■ PAGE TEXT ■
March 29, 2021 8:50 AM EDT

ISS Highlights the Declining TSR & Lack of Profitability of Taronis and Questions the Board’s Conduct and Independence from Management

NEW YORK, March 29, 2021 (GLOBE NEWSWIRE) -- Thomas Wetherald and Tobias Welo (together, the “Concerned Shareholders”, “we”, “our” or “us”), who owned more than 16.2% of the outstanding shares before the Board of Directors’ recent defensive and dilutive entrenchment maneuvers, today announced that ISS has recommended significant change to the Board of Directors (“Board”) of Taronis Fuels, Inc, on the WHITE consent card. ISS has recommended its clients support the Concerned Shareholders’ consent solicitation by recommending shareholders consent on the WHITE consent card to the bylaw restoration proposal, the declassification proposal, the removal of the supermajority voting proposal, the removal of Robert Dingess, the Chairman and Chair of the audit committee, and the removal of Kevin Pollack, the Chair of the nominating/governance committee.

In its March 26th report, ISS summarized the current state of affairs at Taronis best:

The company's share price performance, poor operating performance, and structural shortcomings and issues with board composition that have facilitated decisions that do not align with the expectations of shareholders paint a troubling picture of mismanagement.”

ISS also highlighted our concerns around the existing board and its miserable corporate governance:

“TRNF was spun off from Taronis Technologies, Inc. (TRNX; n/k/a BBHC, Inc.) in December 2019. In connection with the event, TRNF adopted a corporate governance structure that does not fully align with the best practices expected by investors. For instance, the board is classified, there are restrictions on the ability of shareholders to amend the bylaws and charter, and there are concerns with board composition. Four of the five directors served alongside each other on the TRNX board. TRNX, which no longer has active operations, was plagued by issues pertaining to internal controls, independence, and compensation, among other matters”.

■ DATA EXTRACT ■
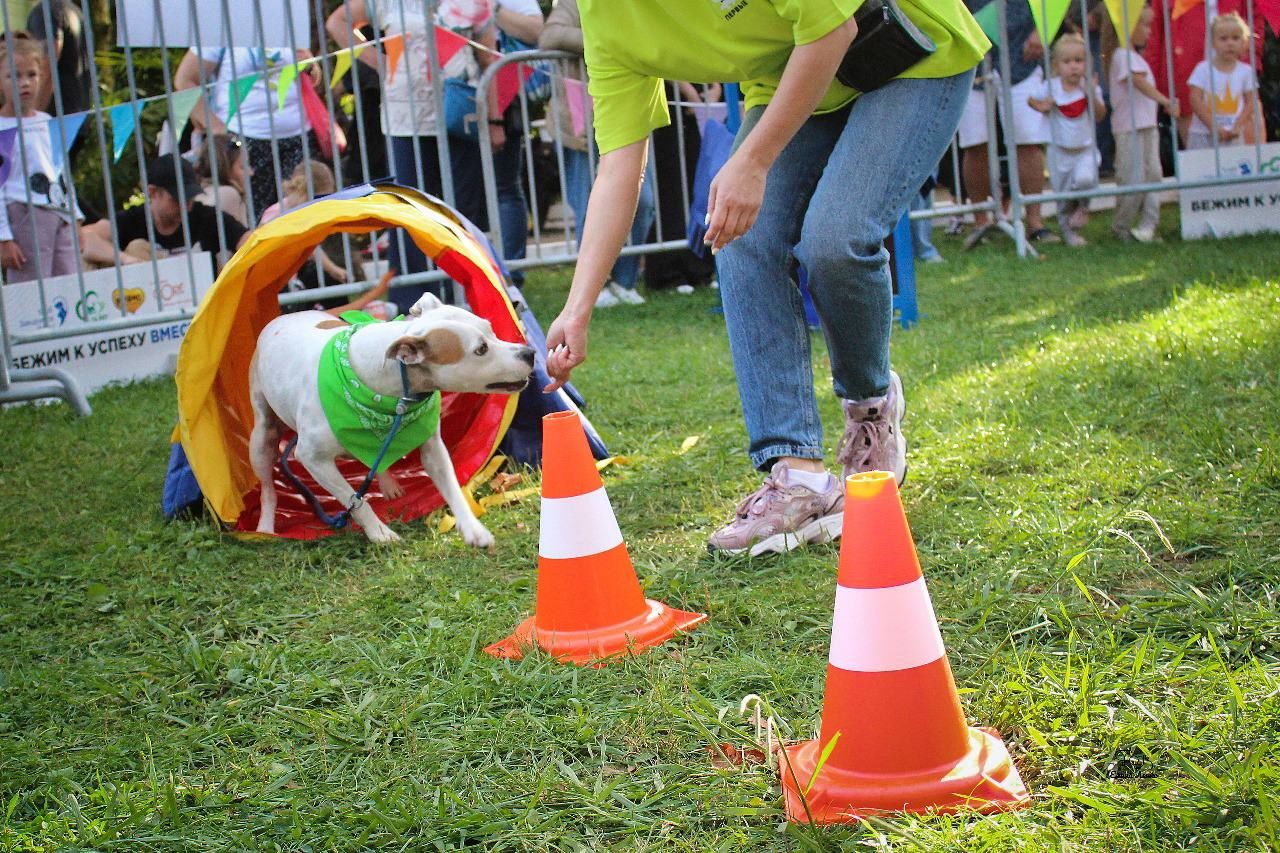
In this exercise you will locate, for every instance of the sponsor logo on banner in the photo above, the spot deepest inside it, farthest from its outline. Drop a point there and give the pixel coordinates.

■ WHAT IS EXPECTED ■
Rewrite the press release passage from "NEW YORK, March" to "the nominating/governance committee.", substituting "BLUE consent card" for "WHITE consent card".

■ OUTPUT BELOW ■
NEW YORK, March 29, 2021 (GLOBE NEWSWIRE) -- Thomas Wetherald and Tobias Welo (together, the “Concerned Shareholders”, “we”, “our” or “us”), who owned more than 16.2% of the outstanding shares before the Board of Directors’ recent defensive and dilutive entrenchment maneuvers, today announced that ISS has recommended significant change to the Board of Directors (“Board”) of Taronis Fuels, Inc, on the BLUE consent card. ISS has recommended its clients support the Concerned Shareholders’ consent solicitation by recommending shareholders consent on the BLUE consent card to the bylaw restoration proposal, the declassification proposal, the removal of the supermajority voting proposal, the removal of Robert Dingess, the Chairman and Chair of the audit committee, and the removal of Kevin Pollack, the Chair of the nominating/governance committee.